--- Dataset ---

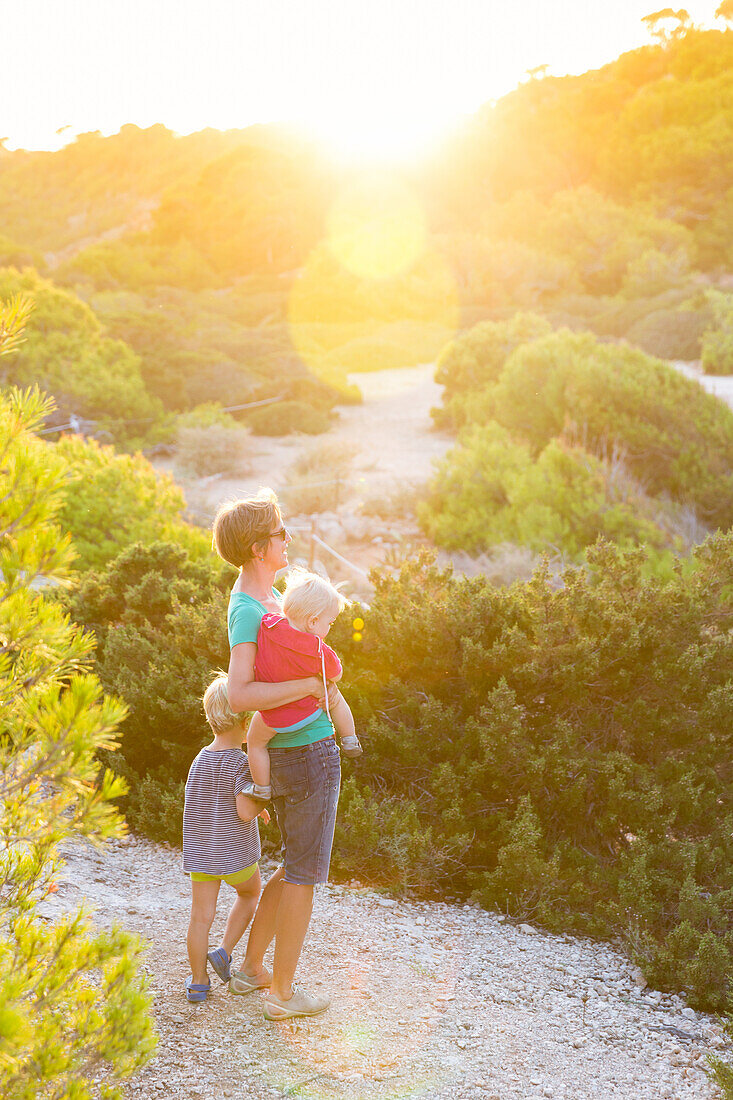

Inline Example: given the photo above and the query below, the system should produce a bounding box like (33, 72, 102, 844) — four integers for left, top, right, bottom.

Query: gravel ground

(41, 836, 726, 1100)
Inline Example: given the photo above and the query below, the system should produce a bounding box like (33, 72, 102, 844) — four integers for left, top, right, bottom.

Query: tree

(0, 298, 156, 1097)
(716, 0, 733, 24)
(641, 9, 692, 44)
(0, 269, 162, 448)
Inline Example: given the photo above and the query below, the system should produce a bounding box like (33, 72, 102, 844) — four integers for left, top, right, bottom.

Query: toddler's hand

(315, 680, 340, 709)
(258, 808, 270, 825)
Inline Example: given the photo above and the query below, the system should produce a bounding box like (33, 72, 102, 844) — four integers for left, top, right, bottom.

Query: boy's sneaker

(340, 736, 363, 759)
(240, 782, 271, 801)
(263, 984, 330, 1020)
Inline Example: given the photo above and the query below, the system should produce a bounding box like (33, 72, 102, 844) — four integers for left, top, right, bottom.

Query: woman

(211, 488, 341, 1020)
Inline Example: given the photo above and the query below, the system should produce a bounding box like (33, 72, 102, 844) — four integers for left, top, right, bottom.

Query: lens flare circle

(327, 176, 427, 281)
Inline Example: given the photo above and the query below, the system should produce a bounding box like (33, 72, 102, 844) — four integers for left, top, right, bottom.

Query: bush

(434, 312, 553, 429)
(0, 268, 162, 447)
(333, 544, 733, 1010)
(702, 330, 733, 375)
(282, 439, 357, 514)
(63, 541, 232, 782)
(482, 330, 733, 529)
(418, 423, 700, 560)
(626, 305, 709, 360)
(701, 290, 733, 376)
(173, 402, 248, 478)
(174, 424, 249, 478)
(246, 399, 331, 436)
(53, 434, 191, 569)
(621, 247, 691, 299)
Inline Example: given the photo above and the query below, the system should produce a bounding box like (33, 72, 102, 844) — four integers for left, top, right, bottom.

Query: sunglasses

(265, 526, 290, 542)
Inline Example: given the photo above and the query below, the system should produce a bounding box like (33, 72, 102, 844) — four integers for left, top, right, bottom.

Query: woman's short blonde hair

(202, 672, 244, 735)
(212, 488, 282, 568)
(282, 569, 346, 627)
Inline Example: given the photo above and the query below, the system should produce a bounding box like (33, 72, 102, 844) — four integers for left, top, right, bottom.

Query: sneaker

(340, 736, 363, 759)
(229, 968, 271, 996)
(263, 984, 330, 1020)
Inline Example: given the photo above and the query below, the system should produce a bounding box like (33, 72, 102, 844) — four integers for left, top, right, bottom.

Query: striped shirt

(182, 747, 261, 875)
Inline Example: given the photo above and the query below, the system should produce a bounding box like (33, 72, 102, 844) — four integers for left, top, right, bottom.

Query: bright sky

(3, 0, 725, 159)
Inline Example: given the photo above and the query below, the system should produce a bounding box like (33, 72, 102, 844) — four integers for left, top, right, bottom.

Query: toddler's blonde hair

(282, 569, 345, 628)
(202, 672, 244, 735)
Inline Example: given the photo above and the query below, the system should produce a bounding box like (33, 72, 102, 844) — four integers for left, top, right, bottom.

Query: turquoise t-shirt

(228, 590, 334, 749)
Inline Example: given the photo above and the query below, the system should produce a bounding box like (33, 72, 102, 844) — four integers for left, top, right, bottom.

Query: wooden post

(308, 519, 315, 570)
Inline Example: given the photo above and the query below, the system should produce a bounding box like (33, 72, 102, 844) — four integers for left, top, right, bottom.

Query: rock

(630, 966, 647, 989)
(519, 923, 538, 936)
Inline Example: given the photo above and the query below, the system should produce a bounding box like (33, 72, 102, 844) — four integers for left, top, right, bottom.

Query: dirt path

(673, 360, 733, 410)
(180, 363, 449, 513)
(43, 836, 724, 1100)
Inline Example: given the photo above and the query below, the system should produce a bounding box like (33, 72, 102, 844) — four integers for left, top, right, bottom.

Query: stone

(519, 923, 538, 936)
(630, 966, 647, 989)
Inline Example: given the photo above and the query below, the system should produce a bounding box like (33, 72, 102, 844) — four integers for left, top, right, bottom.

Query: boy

(245, 570, 362, 800)
(182, 673, 271, 1002)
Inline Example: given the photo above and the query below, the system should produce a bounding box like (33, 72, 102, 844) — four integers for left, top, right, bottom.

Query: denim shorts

(269, 736, 341, 886)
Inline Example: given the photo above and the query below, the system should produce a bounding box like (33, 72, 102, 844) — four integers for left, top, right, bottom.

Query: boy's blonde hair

(282, 569, 346, 627)
(212, 487, 282, 568)
(202, 673, 244, 735)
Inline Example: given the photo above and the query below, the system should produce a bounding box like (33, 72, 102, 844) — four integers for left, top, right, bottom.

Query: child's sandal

(207, 947, 231, 983)
(185, 979, 211, 1003)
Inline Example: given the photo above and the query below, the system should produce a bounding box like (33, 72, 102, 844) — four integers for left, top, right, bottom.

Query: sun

(301, 104, 461, 164)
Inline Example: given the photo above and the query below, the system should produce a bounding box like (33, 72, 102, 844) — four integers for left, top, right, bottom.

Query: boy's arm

(236, 793, 270, 824)
(228, 642, 322, 713)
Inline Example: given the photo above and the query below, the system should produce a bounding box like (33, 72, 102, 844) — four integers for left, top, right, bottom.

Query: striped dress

(182, 747, 261, 875)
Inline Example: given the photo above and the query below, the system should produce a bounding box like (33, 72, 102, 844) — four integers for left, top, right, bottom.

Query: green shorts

(189, 862, 258, 886)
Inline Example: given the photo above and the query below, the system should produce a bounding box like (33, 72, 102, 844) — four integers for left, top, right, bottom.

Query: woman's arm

---

Problem to solve:
A faithful transcription of the material, with no pictures, is the expected result.

Answer to the problem:
Inline Example: given the photo above and the query below, the system should produce a bounding box like (33, 72, 102, 844) — four integers for left, top, right, bottom.

Query: gravel ground

(41, 836, 726, 1100)
Inline Example: given the photo above and the query below, the system should produce a bounding box like (33, 72, 102, 844) — four integers for left, top, right, bottom.

Query: tree

(0, 298, 156, 1097)
(716, 0, 733, 24)
(641, 9, 692, 44)
(0, 269, 162, 448)
Inline Example: given the photo above and the query below, the system should produce a bounding box like (33, 72, 102, 844) — four integers for left, top, right, bottom.

Query: toddler's hand

(315, 680, 340, 709)
(258, 808, 270, 825)
Inline Example: given the photo above and the query below, the system should produce a bounding box like (33, 72, 102, 844) — four integers for left, top, right, bottom.

Query: boy's sneaker

(340, 736, 363, 759)
(240, 782, 271, 801)
(263, 984, 330, 1020)
Inline Example: given the photo above and the query below, the system should produce a bounding box like (33, 72, 102, 844) — four integers for left, top, right, bottom.

Query: woman

(211, 488, 341, 1020)
Inline Example: given the photo above and the query below, the system should produce a bounding box like (33, 72, 102, 844) — four integers for left, top, right, bottom.

Query: lens flare circle

(327, 176, 427, 281)
Inline Example: given the photo above and the query below, the system should produce a bounding box like (33, 72, 102, 844) — four integers for left, top, right, bottom.

Query: bush

(434, 312, 553, 429)
(0, 268, 162, 447)
(333, 544, 733, 1010)
(702, 330, 733, 375)
(282, 439, 357, 514)
(63, 541, 232, 782)
(482, 330, 733, 529)
(418, 423, 700, 560)
(626, 305, 709, 360)
(701, 290, 733, 376)
(173, 402, 248, 478)
(174, 424, 249, 478)
(246, 399, 331, 436)
(53, 434, 191, 569)
(621, 247, 691, 299)
Inline Example: given the photo above and the query below, the system should produce a bounding box like (33, 72, 102, 844) — four integers for left, top, right, bottom.

Query: sunglasses

(265, 526, 290, 542)
Inline Example: given the photo above and the query below, the system should produce a bounding box like (33, 72, 102, 844) — four integers for left, top, right, bottom.

Query: woman's short blonde hair

(202, 672, 244, 735)
(212, 488, 282, 568)
(282, 569, 346, 627)
Inline Example: given the photo above and the query below, the system should produce a bounding box like (33, 72, 102, 844) — four integers for left, top, right, bottom.

Query: sneaker

(340, 736, 363, 759)
(229, 968, 271, 996)
(263, 984, 330, 1020)
Inline Example: given the photo above and the query below, the system should produce a bounding box like (33, 72, 102, 844) — four integers for left, top, right, bottom.

Query: striped shirt

(182, 747, 261, 875)
Inline Example: given the photo above and the query below, the system should produce a bounding box like (33, 72, 102, 844) — four integers for left, top, right, bottom.

Query: bright sky

(3, 0, 725, 159)
Inline Example: given the photo above and the query below, the system should produce a bounding box like (33, 72, 102, 844) — four integers for left, top, right, bottom.

Query: toddler's blonde hair

(282, 569, 345, 628)
(202, 672, 244, 735)
Inline Example: given the photo above and the query below, the system should produce a bounding box like (33, 72, 102, 844) — four integers for left, top, right, bottom.

Query: turquoise t-shirt

(228, 590, 334, 749)
Inline Example: given the photo above and the query below, the system should produce a bounding box like (33, 72, 102, 844) — four integers for left, top, right, bottom.

Query: wooden post

(308, 519, 315, 570)
Inline Example: given the photo above and the query below, the system should produce a bounding box like (33, 72, 102, 844) — four integers for left, top, right, bottom.

Query: rock

(630, 966, 647, 989)
(519, 923, 538, 936)
Inline Example: given the photo above and the query below, the system should produce a bounding box like (33, 72, 102, 844) — four integers for left, top, right, bottom.

Query: dirt path

(673, 360, 733, 410)
(180, 363, 449, 513)
(43, 836, 724, 1100)
Inline Example: given the photo above and the query below, the system should produce a bounding box like (33, 72, 102, 844) — four integers for left, top, right, bottom.

Query: stone

(519, 923, 538, 936)
(630, 966, 647, 989)
Inline Example: given the photo above and the query below, the system should produce a bounding box like (33, 72, 102, 844) — four integers for left, top, right, bottom.

Query: boy

(245, 570, 362, 800)
(182, 673, 271, 1002)
Inline Example: given the photo above and the query below, the system should produce a bounding box like (33, 72, 102, 844) — four integers for left, top, right, bottom.

Query: denim shorts

(269, 736, 341, 886)
Inline Example: given the photo above and the query below, the system should produce a bounding box like (33, 72, 102, 844) — four integers for left, top, right, bottom.

Query: boy's blonde hair

(282, 569, 346, 627)
(212, 487, 282, 568)
(202, 673, 244, 735)
Inline Example: given the photo above and the query below, the system should produce a bounding box like (33, 72, 102, 844) — four integers for left, top, right, bottom.

Query: child's sandal

(207, 947, 231, 983)
(185, 979, 211, 1003)
Inline Example: given the photo above and the query below, the system should produce a bounding box like (33, 72, 102, 844) — four integers for left, top, right, bottom.

Query: sun

(301, 104, 461, 164)
Inline Example: given the photo above and the query below, the system should produce a bounding box like (33, 72, 102, 844) — four integers for left, top, right, bottom.

Query: boy's arm

(236, 793, 270, 824)
(228, 642, 322, 713)
Inline Example: given the photo above and the query below, the system should produce a bounding box like (33, 72, 102, 844) — four integers for left, top, right, bottom.

Query: striped dress

(182, 747, 261, 875)
Inline Example: given the photo above and the query below, the system should produce a bounding box like (33, 72, 102, 844) — four integers for left, top, right, bottom.

Query: green shorts

(189, 862, 258, 886)
Inline Example: given the photo above and the query below, the system should produce a bounding box like (33, 72, 102, 844) — four integers for left, top, right, bottom.

Query: woman's arm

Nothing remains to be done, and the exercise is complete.